» **WHAT IS REQUIRED**: Update the data below by changing every "Query" to "Target" and leaving everything else the same.
-- START RECORDS FOR THIS EXERCISE --
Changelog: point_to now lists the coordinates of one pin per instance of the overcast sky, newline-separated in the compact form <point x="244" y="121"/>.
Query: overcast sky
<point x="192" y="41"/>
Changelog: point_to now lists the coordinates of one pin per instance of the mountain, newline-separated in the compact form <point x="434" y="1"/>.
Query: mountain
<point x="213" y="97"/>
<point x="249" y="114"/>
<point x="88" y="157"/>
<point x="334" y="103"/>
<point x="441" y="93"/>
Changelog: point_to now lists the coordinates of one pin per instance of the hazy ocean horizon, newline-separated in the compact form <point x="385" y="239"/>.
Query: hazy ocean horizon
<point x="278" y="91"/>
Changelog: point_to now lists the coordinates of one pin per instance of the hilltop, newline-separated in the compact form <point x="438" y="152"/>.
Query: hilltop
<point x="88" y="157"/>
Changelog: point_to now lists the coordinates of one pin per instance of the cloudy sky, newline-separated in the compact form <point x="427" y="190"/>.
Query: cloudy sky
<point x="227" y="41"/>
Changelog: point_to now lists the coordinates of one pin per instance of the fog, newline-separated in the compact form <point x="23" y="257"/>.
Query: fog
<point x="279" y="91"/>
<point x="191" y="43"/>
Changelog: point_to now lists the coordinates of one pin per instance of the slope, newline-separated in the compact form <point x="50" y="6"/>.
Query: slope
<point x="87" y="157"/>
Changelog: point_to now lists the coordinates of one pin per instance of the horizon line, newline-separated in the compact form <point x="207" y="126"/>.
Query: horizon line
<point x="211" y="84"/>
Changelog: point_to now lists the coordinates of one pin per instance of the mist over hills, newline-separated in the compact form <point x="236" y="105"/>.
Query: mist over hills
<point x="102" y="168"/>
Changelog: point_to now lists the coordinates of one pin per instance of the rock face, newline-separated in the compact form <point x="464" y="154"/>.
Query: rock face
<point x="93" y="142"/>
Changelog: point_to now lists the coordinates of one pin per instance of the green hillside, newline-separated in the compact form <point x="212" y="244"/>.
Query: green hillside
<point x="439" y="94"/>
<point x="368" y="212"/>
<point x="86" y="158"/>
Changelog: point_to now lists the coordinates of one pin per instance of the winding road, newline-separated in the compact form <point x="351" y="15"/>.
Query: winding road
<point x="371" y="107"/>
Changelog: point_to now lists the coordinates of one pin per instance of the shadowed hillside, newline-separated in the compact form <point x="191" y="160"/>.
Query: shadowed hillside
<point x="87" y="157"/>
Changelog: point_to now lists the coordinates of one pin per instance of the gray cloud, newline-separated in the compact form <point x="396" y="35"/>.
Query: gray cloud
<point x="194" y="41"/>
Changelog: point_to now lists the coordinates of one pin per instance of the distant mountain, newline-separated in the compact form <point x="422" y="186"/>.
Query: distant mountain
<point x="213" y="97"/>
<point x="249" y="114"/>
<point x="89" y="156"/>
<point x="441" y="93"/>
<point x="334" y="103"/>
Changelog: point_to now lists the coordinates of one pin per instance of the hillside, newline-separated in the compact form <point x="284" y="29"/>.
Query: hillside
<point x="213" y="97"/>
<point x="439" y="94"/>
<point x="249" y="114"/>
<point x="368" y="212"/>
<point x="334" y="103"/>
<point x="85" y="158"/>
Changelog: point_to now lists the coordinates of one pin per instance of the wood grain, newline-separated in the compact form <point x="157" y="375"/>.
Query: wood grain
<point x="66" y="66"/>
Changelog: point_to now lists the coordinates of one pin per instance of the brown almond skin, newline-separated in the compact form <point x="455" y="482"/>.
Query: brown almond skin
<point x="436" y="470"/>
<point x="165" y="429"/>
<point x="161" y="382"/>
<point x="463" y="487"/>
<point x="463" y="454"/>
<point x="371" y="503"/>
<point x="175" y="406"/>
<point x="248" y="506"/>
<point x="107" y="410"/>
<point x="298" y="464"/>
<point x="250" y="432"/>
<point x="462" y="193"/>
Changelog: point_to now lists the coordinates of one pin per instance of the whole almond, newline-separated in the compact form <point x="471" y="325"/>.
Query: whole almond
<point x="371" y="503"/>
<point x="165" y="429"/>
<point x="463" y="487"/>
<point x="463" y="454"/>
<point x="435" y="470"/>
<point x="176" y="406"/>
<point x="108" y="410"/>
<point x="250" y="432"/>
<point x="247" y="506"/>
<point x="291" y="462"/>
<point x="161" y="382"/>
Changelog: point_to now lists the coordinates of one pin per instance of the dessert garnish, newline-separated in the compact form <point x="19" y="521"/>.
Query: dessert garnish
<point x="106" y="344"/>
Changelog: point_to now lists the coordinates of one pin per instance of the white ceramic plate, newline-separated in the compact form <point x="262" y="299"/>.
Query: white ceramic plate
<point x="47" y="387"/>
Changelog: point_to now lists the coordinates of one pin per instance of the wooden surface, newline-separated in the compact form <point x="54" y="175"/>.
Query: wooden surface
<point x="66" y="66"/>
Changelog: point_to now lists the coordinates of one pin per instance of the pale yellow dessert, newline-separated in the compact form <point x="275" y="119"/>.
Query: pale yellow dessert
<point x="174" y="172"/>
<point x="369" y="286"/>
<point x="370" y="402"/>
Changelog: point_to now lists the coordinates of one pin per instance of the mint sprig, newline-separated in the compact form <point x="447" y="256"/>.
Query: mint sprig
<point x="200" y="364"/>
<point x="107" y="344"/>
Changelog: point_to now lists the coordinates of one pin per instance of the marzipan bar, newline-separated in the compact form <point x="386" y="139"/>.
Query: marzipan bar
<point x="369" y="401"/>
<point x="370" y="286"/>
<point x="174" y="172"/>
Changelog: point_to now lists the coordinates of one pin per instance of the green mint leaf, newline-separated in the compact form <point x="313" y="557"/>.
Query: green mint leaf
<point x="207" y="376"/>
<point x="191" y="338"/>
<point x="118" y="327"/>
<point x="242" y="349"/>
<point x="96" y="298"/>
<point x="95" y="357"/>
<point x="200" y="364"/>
-- END RECORDS FOR THIS EXERCISE --
» **REPLY**:
Changelog: point_to now lists the coordinates of one pin per instance of the overcast sky, newline-separated in the compact form <point x="244" y="121"/>.
Target: overcast sky
<point x="192" y="41"/>
Changelog: point_to now lists the coordinates of one pin per instance of the mountain, newline-separated in the compact form <point x="434" y="1"/>.
Target: mountain
<point x="213" y="97"/>
<point x="249" y="114"/>
<point x="88" y="157"/>
<point x="334" y="103"/>
<point x="441" y="93"/>
Changelog: point_to now lists the coordinates of one pin per instance of the hazy ocean horizon, newline-separated in the compact form <point x="385" y="239"/>.
Target: hazy ocean horizon
<point x="278" y="91"/>
Changelog: point_to now lists the coordinates of one pin per instance of the hilltop, newline-separated in the compact form <point x="438" y="152"/>.
Target: hilltop
<point x="88" y="157"/>
Changelog: point_to now lists the coordinates of one pin per instance of the cloudy sky, newline-separated in the compact form <point x="427" y="190"/>.
Target: cloudy sky
<point x="227" y="41"/>
Changelog: point_to now lists the coordinates of one pin per instance of the fog, newline-separated in the compact form <point x="23" y="257"/>.
Target: fog
<point x="279" y="91"/>
<point x="191" y="43"/>
Changelog: point_to now lists the coordinates of one pin per instance of the slope, newline-separated in the compact form <point x="50" y="6"/>.
Target: slope
<point x="87" y="157"/>
Changelog: point_to now lists the coordinates of one pin per instance of the horizon line, newline-separated in the compact form <point x="207" y="126"/>.
Target: horizon line
<point x="211" y="84"/>
Changelog: point_to now lists the coordinates of one pin per instance of the mist over hills, newline-separated in the compact form <point x="236" y="105"/>.
Target: mist over hills
<point x="102" y="168"/>
Changelog: point_to now lists the coordinates of one pin per instance of the rock face, newline-separated in the compact form <point x="464" y="154"/>.
Target: rock face
<point x="93" y="142"/>
Changelog: point_to now lists the coordinates of one pin per instance of the green hillside, newline-separated in the compact form <point x="212" y="244"/>.
Target: green hillside
<point x="439" y="94"/>
<point x="368" y="212"/>
<point x="86" y="158"/>
Changelog: point_to now lists the coordinates of one pin per instance of the winding road, newline-separated in the compact form <point x="351" y="15"/>.
Target: winding road
<point x="371" y="107"/>
Changelog: point_to now lists the coordinates of one pin per instance of the shadowed hillside, newline-separated in the compact form <point x="191" y="160"/>.
Target: shadowed hillside
<point x="87" y="157"/>
Changelog: point_to now lists the coordinates of one pin per instance of the gray cloud, newline-separated in the compact form <point x="396" y="35"/>.
Target: gray cloud
<point x="194" y="41"/>
Changelog: point_to now lists the coordinates of one pin per instance of the distant mountain, newline-separated in the compact form <point x="422" y="186"/>.
Target: distant mountain
<point x="213" y="97"/>
<point x="249" y="114"/>
<point x="89" y="156"/>
<point x="441" y="93"/>
<point x="334" y="103"/>
Changelog: point_to now lists the coordinates of one pin per instance of the hillside, newline-separated in the compact form <point x="284" y="29"/>.
Target: hillside
<point x="213" y="97"/>
<point x="439" y="94"/>
<point x="249" y="114"/>
<point x="368" y="212"/>
<point x="334" y="103"/>
<point x="85" y="158"/>
Changelog: point_to now lists the coordinates of one pin per instance of the wood grain, newline-separated in the compact form <point x="157" y="375"/>.
Target: wood grain
<point x="66" y="66"/>
Changelog: point_to now lists the coordinates of one pin per instance of the brown almond skin, newline-separated in the compact form <point x="455" y="482"/>.
Target: brown almond skin
<point x="436" y="470"/>
<point x="165" y="429"/>
<point x="161" y="382"/>
<point x="463" y="487"/>
<point x="463" y="454"/>
<point x="371" y="503"/>
<point x="175" y="406"/>
<point x="248" y="506"/>
<point x="107" y="410"/>
<point x="298" y="464"/>
<point x="250" y="432"/>
<point x="462" y="193"/>
Changelog: point_to now lists the coordinates of one pin per instance of the whole almond, newline-separated in the compact form <point x="471" y="325"/>.
Target: whole almond
<point x="371" y="503"/>
<point x="165" y="429"/>
<point x="463" y="487"/>
<point x="463" y="454"/>
<point x="435" y="470"/>
<point x="176" y="406"/>
<point x="108" y="410"/>
<point x="250" y="432"/>
<point x="247" y="506"/>
<point x="291" y="462"/>
<point x="161" y="382"/>
Changelog: point_to now lists the coordinates of one pin per instance of the dessert garnish, newline-separated in the compact form <point x="19" y="521"/>.
Target: dessert garnish
<point x="106" y="344"/>
Changelog: point_to now lists the coordinates of one pin per instance of the white ceramic plate, newline-separated in the compact form <point x="262" y="299"/>.
Target: white ceramic plate
<point x="47" y="387"/>
Changelog: point_to now lists the coordinates of one pin per instance of the wooden surface, newline-separated in the compact form <point x="54" y="175"/>.
Target: wooden surface
<point x="66" y="66"/>
Changelog: point_to now lists the coordinates of one pin per instance of the pale yellow dessert, newline-separated in the compact form <point x="275" y="119"/>.
Target: pale yellow dessert
<point x="174" y="172"/>
<point x="369" y="286"/>
<point x="370" y="402"/>
Changelog: point_to now lists the coordinates of one pin per instance of the mint sprig, newline-separated in the compact form <point x="447" y="256"/>.
Target: mint sprig
<point x="200" y="364"/>
<point x="107" y="344"/>
Changelog: point_to now lists the coordinates of one pin per instance of the marzipan bar, newline-separated in the compact form <point x="386" y="139"/>.
Target: marzipan bar
<point x="369" y="401"/>
<point x="370" y="286"/>
<point x="174" y="172"/>
Changelog: point_to now lists the coordinates of one pin per instance of the green mint leaf, newline-separated in the compact form <point x="313" y="557"/>.
Target: green mint leaf
<point x="207" y="376"/>
<point x="191" y="338"/>
<point x="118" y="327"/>
<point x="242" y="349"/>
<point x="96" y="298"/>
<point x="95" y="357"/>
<point x="200" y="364"/>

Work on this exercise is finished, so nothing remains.